Free-text object descriptions =
-.-.-

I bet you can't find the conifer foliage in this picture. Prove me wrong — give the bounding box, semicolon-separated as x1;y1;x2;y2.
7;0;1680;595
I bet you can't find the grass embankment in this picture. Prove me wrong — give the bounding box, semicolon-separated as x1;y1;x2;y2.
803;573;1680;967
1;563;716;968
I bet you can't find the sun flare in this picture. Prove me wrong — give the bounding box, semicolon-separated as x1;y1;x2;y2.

-.-.-

Try it = An exact copy of every entry above is the expected answer.

Response =
I bet you can't find the conifer foliage in this picture. Prove me wrong — give the bounding box, semicolon-separated as x1;y1;x2;y2.
7;0;1680;595
I bet you can't find the grass embankment in this picture. Prove me wrong — give the bounding box, semicolon-separated as x1;y1;x2;y2.
803;573;1680;967
1;563;716;968
I bet you can't find the sun flare in this picture. Prove me wrong — give the bounding box, semicolon-separated as x1;y1;x2;y2.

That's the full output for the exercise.